How to Pay for Medical Bills After a Car Accident

Car accidents are stressful, especially if you’ve suffered physical injuries. Not only do you have to worry about car repairs or replacement, but you must also recover undergo treatment for your injuries.

The worst facet of an accident can be the financial concerns. Medical expenses may weigh heavily on you years after the accident. According to National Bankruptcy Forum, one in five working Americans struggle to pay off their medical bills and 60 percent who have insurance will use all their savings to try to pay their bills.

And even so, 60 percent of the people who struggle to pay their bills will be contacted by a collections agency. So if you’re struggling to pay your medical bills, you’re not alone.

“The families get to the point where it’s, ‘What do I do? Do I pay the doctor bill because I’m getting collection notices? But I gotta pay my mortgage, I gotta pay my electric bill, I’ve gotta pay the rent,’ ” Tom Pendergast of the Heather Pendergast Fund shared with the Atlantic.
:::::
- Work to complete:
Answer these questions from the text on paying medical bills after a car accident:
1. According to the National Bankruptcy Forum, what share of working Americans struggle to pay off their medical bills?
2. What percentage of people who struggle to pay their bills will be contacted by a collections agency?
3. With which publication did Tom Pendergast of the Heather Pendergast Fund speak?

- Raw data:
:::::
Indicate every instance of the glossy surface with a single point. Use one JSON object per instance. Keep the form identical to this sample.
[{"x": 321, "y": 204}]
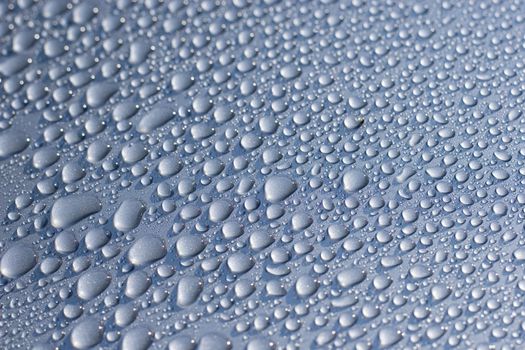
:::::
- Task output:
1. One in five.
2. 60 percent.
3. The Atlantic.